## EXTRACT TO READ
== Segment start ==

# Chapter 2: Getting to Know Your Data

## Data Objects & Attributes

- **Data set**: a set of data objects
    - e.g., students, courses, customers, products
- **Data object**
    - an entity with certain attributes/features/dimensions/variables
    - e.g., patient_id, name, DOB, address, office visits, lab tests
- **Attribute type**: nominal, binary, ordinal, numeric

### Attribute Types

- **Nominal** (categorical)
    - e.g., major, occupation, city 
- **Binary** (boolean, symmetric or asymmetric)
    - e.g., CS major? professor? Boulder? 
- **Ordinal**
    - degree, professional rank, vehicle size class 
- **Numeric**
    - quantitative 

### Numeric Attributes

- **Interval-scaled**
    - e.g., 50 or 100 Fahrenheit degree; Year 2000 or 2020 
- **Ratio-scaled** (true zero-point)
    - e.g., age, dollars, number of books, number of cars 
- **Discrete vs. continuous**
    - discrete: finite or countably infinite; integers vs. real numbers 

## Statistical Description of Data

- Motivation: better understanding of the data
    - e.g., sales, traffic volume, #likes
- **Basics**: N, min, max
- **Central tendency**: mean, median, mode, midrange
- **Dispersion**: quartiles, interquartile range, variance

### Central Tendency

- **Mean** $\displaystyle \quad \bar{x} = \frac{1}{N} \sum_{i=1}^N x_i = \frac{x_1 + x_2 + \cdots + x_N}{N}$
    - weighted arithmetic mean $\displaystyle \quad \bar{x} = \frac{\sum_{i=1}^N w_ix_i}{\sum_{i=1}^N w_i} = \frac{w_1x_1 + w_2x_2 + \cdots + w_Nx_N}{w_1 + w_2 + \cdots + w_N}$
    - trimmed mean: chopping extreme values
- **Median**
    - middle value if N is odd, otherwise
    - average of the middle two values
    - $\displaystyle median = L_1 + \left(\frac{N/2 - (\sum freq)_l}{freq_{median}}\right) width$
- **Mode**: value that occurs most frequently
    - unimodal, biomodal, trimodal, multimodal
- **Midrange**: avg. of min and max

### Data Dispersion

- How much numeric data tend to spread
- **Range**: difference between max and min
- **Quartiles**: Q1 (25th percentile), Q3 (75th)

== Segment end ==

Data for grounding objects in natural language
== Segment start ==

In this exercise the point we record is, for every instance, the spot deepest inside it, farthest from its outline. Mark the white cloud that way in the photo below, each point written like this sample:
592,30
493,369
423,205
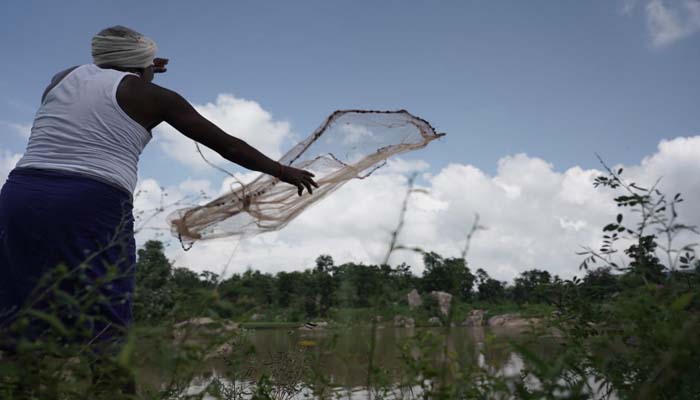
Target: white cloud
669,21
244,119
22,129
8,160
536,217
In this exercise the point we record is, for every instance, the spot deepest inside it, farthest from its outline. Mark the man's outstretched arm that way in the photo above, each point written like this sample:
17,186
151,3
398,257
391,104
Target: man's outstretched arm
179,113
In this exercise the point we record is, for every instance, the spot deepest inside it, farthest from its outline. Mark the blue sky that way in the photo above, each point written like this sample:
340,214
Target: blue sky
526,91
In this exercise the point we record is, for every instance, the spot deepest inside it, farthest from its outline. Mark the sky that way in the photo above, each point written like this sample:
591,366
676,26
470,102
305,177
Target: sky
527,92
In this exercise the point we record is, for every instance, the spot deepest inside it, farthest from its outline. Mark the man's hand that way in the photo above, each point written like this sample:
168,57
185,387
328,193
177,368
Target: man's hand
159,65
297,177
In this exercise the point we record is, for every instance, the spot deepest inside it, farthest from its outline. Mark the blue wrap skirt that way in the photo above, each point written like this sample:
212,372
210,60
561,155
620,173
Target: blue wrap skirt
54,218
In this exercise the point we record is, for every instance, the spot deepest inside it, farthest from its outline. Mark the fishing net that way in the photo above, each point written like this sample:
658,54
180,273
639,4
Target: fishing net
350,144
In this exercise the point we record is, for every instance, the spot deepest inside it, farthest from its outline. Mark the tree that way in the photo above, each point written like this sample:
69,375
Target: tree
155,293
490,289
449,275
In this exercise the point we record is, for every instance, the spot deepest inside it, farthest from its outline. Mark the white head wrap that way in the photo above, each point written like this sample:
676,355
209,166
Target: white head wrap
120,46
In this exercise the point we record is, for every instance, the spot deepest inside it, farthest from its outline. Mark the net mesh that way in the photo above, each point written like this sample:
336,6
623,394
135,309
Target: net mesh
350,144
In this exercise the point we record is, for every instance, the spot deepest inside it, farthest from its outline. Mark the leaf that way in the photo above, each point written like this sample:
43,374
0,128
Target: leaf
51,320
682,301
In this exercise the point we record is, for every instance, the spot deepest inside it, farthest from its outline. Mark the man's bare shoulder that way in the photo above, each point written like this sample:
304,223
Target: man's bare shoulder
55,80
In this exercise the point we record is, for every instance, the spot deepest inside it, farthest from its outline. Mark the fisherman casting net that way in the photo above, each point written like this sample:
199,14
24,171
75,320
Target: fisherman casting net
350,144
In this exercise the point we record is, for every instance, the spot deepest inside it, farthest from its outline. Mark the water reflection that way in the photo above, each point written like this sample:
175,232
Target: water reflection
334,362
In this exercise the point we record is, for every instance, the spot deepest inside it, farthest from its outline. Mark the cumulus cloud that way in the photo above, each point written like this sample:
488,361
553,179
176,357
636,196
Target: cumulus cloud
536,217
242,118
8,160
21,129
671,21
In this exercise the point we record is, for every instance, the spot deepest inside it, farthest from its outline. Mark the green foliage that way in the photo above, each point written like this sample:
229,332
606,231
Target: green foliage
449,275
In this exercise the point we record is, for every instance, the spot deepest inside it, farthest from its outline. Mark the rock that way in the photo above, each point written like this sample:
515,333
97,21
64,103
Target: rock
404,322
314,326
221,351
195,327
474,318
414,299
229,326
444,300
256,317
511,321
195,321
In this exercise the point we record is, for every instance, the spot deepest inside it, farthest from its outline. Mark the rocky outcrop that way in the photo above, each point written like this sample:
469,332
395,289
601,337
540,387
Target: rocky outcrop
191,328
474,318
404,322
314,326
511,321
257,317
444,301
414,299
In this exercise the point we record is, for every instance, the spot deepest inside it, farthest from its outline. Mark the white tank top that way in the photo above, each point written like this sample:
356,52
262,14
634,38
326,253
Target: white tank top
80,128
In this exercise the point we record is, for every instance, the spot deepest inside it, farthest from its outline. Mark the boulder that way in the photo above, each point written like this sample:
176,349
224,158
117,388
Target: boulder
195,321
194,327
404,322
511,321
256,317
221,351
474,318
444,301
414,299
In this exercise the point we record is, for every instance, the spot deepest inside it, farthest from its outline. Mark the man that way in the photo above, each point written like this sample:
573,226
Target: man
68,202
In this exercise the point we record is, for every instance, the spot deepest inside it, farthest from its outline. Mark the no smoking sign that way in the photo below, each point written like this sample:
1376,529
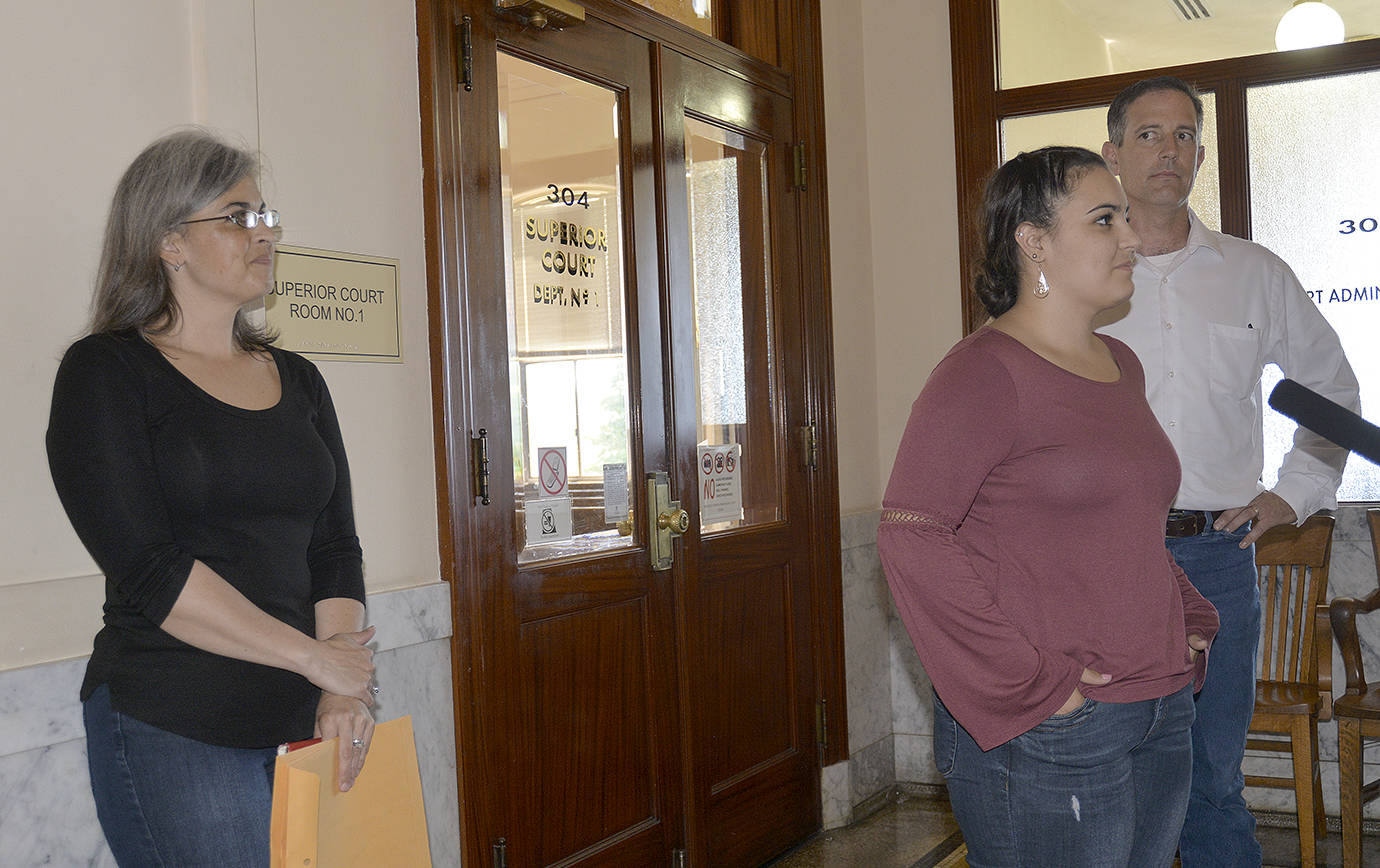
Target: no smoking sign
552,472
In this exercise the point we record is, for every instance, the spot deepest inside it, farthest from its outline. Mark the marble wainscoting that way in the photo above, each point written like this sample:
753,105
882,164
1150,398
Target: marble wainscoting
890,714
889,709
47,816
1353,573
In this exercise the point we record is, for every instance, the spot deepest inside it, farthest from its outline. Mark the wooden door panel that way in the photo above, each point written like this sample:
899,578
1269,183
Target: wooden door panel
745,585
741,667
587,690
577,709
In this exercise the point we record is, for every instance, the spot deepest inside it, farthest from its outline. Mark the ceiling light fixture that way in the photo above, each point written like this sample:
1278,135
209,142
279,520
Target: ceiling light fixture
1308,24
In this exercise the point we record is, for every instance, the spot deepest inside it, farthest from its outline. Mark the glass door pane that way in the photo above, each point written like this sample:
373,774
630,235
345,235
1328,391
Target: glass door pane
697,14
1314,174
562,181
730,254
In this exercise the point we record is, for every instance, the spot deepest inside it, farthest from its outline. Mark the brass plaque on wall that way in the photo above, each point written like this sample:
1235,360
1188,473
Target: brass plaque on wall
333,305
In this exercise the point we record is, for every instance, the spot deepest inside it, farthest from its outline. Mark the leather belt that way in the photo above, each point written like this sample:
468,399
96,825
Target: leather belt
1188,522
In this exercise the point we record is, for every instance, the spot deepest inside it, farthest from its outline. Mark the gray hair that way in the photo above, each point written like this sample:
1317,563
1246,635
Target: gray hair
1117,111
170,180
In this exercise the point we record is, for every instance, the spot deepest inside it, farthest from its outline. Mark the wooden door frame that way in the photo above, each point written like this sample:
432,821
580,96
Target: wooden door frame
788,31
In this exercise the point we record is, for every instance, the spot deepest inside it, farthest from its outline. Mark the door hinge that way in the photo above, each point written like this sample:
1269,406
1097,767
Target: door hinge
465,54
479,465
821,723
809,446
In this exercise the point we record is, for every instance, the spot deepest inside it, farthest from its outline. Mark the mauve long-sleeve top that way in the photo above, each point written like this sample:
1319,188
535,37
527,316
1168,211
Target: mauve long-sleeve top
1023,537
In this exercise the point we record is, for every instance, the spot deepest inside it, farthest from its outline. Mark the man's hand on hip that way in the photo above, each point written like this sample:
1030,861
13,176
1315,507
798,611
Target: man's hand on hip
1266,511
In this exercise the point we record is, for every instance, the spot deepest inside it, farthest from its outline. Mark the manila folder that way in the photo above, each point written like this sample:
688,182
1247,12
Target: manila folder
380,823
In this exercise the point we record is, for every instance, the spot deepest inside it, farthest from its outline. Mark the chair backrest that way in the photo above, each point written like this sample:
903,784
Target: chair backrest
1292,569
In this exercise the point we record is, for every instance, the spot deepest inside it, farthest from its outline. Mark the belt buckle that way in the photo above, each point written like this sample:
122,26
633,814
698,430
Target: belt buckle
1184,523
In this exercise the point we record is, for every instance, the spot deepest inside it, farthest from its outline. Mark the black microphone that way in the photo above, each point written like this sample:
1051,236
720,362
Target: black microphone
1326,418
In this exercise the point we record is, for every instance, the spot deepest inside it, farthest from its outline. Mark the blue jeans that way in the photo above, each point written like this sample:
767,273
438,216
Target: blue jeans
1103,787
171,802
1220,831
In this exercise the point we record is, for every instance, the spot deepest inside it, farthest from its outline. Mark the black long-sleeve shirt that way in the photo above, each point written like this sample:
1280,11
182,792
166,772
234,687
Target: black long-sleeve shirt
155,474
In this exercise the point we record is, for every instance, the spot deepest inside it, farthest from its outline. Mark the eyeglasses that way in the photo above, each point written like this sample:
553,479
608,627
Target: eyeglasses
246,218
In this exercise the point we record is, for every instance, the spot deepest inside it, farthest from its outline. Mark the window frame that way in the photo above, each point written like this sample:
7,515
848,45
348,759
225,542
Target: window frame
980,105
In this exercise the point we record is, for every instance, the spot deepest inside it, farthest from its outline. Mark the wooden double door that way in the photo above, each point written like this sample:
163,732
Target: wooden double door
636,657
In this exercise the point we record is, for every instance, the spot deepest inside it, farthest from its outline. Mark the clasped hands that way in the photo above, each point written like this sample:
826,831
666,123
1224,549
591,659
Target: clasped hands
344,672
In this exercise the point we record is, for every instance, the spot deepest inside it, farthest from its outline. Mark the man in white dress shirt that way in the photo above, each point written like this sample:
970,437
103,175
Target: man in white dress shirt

== Segment end ==

## THINGS TO DO
(1) Translate this sentence from the notes on getting to know your data into Spanish: "Data set: a set of data objects"
(2) In the notes on getting to know your data, rewrite the part that begins with the words containing "## Data Objects" and ends with "symmetric or asymmetric)", putting "clients" in place of "customers".

## ANSWERS BY ITEM NUMBER
(1) Conjunto de datos: un conjunto de objetos de datos

(2)
## Data Objects & Attributes

- **Data set**: a set of data objects
    - e.g., students, courses, clients, products
- **Data object**
    - an entity with certain attributes/features/dimensions/variables
    - e.g., patient_id, name, DOB, address, office visits, lab tests
- **Attribute type**: nominal, binary, ordinal, numeric

### Attribute Types

- **Nominal** (categorical)
    - e.g., major, occupation, city 
- **Binary** (boolean, symmetric or asymmetric)